** start of DATA PROVIDED **

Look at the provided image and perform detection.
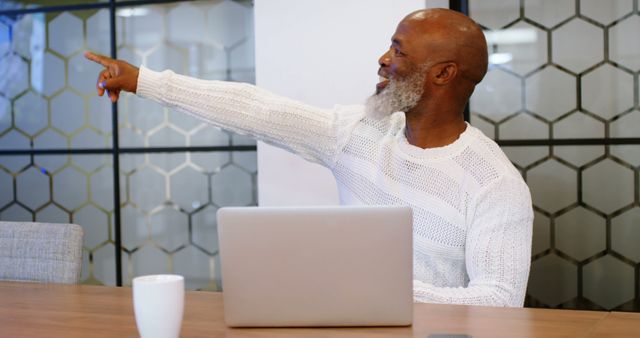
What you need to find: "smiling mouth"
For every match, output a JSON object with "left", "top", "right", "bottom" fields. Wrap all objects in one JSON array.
[{"left": 376, "top": 76, "right": 389, "bottom": 95}]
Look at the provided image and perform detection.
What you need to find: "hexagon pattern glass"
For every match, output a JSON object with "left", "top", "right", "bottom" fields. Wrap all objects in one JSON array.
[
  {"left": 120, "top": 152, "right": 257, "bottom": 289},
  {"left": 469, "top": 0, "right": 640, "bottom": 311},
  {"left": 0, "top": 0, "right": 257, "bottom": 290}
]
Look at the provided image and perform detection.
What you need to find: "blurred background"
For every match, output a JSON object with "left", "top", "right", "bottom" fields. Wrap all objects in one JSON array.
[{"left": 0, "top": 0, "right": 640, "bottom": 311}]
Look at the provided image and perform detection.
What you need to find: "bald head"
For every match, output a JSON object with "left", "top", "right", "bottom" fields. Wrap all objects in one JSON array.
[{"left": 400, "top": 8, "right": 488, "bottom": 85}]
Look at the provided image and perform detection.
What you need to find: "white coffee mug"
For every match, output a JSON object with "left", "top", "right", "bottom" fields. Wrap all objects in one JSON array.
[{"left": 133, "top": 275, "right": 184, "bottom": 338}]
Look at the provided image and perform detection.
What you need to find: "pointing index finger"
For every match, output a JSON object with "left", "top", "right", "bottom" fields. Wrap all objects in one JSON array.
[{"left": 84, "top": 51, "right": 112, "bottom": 67}]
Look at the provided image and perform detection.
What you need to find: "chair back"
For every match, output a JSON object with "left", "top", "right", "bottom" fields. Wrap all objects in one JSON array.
[{"left": 0, "top": 222, "right": 83, "bottom": 284}]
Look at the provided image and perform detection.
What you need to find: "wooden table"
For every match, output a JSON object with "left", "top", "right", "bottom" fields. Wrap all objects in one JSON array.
[{"left": 0, "top": 282, "right": 640, "bottom": 338}]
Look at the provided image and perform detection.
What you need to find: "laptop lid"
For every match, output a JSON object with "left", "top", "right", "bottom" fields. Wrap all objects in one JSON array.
[{"left": 218, "top": 206, "right": 413, "bottom": 327}]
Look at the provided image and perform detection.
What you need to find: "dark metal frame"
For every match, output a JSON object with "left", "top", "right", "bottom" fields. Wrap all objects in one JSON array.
[
  {"left": 0, "top": 0, "right": 256, "bottom": 286},
  {"left": 449, "top": 0, "right": 640, "bottom": 311}
]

** end of DATA PROVIDED **

> _THE TASK_
List every line of the items above that contains the word "need". Treat uppercase and lowercase as different.

> _THE SOLUTION_
What you need to find: "smiling mouth"
What you need to find: "hexagon pattern glass"
What you need to find: "blurred background"
What you need to find: "bald head"
What you need to find: "white coffee mug"
What you need to find: "pointing index finger"
What you need to find: "chair back"
What you need to find: "wooden table"
What you need to find: "laptop lid"
What you need to find: "dark metal frame"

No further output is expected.